╭─ Available records
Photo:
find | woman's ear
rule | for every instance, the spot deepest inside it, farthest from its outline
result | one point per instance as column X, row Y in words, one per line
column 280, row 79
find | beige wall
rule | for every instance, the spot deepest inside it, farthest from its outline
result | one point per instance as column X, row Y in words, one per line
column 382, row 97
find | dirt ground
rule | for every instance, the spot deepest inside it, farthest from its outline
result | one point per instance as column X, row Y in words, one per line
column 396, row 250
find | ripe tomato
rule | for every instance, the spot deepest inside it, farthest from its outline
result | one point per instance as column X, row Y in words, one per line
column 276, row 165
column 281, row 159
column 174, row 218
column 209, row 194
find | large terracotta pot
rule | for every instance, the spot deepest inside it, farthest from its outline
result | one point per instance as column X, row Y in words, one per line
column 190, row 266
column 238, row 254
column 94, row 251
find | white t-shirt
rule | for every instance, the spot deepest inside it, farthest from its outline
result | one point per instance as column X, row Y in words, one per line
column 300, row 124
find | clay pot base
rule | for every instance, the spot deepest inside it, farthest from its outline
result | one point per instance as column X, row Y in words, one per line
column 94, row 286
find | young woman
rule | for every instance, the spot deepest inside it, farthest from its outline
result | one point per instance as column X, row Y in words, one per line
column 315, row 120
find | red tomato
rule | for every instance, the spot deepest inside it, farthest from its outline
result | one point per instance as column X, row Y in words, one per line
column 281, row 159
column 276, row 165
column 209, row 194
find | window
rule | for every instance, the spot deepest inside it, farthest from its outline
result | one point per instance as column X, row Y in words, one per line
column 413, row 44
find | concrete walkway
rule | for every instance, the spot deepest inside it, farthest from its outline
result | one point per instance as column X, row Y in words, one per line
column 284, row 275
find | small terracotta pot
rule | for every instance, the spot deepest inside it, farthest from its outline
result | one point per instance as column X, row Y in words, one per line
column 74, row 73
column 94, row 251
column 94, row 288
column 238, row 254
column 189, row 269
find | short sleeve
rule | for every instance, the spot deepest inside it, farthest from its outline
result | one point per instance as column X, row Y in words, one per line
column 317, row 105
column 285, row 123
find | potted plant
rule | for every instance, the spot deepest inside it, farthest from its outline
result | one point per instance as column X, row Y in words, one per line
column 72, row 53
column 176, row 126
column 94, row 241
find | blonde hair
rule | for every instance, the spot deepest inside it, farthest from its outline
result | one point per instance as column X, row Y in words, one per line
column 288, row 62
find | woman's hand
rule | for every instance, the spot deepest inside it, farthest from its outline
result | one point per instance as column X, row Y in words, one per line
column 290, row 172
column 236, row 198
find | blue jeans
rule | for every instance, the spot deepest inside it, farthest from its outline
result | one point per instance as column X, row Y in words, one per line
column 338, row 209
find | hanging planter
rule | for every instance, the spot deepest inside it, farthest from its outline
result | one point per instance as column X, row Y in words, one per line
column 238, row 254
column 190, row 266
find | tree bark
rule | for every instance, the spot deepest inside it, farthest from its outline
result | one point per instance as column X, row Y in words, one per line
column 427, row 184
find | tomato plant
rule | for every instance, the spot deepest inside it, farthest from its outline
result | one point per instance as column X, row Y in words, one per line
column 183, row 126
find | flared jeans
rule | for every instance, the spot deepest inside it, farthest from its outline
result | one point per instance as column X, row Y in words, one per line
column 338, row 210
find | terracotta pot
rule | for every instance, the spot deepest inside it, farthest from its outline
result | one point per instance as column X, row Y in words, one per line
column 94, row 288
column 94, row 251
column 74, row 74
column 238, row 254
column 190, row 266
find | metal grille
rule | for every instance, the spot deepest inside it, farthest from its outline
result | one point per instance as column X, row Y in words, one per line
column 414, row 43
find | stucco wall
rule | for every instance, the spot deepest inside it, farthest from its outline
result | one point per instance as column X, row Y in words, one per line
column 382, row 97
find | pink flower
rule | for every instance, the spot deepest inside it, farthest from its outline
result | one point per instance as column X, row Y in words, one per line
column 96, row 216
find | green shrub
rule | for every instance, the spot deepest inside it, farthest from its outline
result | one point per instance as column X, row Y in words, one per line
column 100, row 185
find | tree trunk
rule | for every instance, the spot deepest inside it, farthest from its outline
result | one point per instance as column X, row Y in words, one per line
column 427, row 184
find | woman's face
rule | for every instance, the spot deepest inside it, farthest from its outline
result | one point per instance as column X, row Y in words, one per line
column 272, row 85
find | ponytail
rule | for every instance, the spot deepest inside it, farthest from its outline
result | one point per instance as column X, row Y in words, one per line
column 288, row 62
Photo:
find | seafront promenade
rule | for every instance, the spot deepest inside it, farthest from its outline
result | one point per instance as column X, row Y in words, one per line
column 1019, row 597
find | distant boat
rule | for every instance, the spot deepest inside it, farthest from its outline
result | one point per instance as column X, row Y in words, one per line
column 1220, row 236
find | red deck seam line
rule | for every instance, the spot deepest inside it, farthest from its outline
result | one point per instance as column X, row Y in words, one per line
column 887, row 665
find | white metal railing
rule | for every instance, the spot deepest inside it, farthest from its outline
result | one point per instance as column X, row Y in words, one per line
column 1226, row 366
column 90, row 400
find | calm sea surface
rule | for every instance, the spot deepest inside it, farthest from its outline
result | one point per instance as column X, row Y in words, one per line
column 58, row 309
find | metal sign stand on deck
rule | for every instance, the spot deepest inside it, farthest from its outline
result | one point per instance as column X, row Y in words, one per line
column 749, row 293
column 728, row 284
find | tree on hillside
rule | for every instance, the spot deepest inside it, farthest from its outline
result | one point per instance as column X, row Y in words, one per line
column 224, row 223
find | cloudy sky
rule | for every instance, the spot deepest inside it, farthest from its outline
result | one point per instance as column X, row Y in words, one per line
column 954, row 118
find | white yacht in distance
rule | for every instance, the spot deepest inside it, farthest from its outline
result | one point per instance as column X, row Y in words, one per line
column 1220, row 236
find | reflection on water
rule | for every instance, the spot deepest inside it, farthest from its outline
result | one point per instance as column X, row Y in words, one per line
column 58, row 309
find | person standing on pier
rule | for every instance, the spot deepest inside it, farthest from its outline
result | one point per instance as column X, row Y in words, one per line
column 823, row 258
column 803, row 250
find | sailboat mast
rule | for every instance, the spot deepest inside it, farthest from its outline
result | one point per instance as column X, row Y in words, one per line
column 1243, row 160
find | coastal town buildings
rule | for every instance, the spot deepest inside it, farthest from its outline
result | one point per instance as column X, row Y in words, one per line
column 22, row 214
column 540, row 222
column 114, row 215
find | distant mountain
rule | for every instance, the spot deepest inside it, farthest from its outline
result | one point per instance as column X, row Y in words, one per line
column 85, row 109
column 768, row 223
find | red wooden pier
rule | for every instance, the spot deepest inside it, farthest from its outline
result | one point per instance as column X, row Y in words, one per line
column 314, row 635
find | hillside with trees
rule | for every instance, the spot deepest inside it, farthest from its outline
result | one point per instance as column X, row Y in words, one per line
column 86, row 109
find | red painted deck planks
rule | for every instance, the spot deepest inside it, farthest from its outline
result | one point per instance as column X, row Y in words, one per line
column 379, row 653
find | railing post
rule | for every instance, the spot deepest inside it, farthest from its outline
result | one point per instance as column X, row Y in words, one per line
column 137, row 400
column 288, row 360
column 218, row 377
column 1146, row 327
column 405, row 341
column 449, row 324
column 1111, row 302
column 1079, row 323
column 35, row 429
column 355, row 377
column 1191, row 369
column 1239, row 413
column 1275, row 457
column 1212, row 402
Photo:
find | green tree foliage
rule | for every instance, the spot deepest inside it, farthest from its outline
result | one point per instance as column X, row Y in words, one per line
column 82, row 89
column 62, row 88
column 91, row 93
╰─
> What you will do: Report each line of the data that includes the string "metal".

> Output:
find | metal grille
find | white metal railing
find | metal sign stand on deck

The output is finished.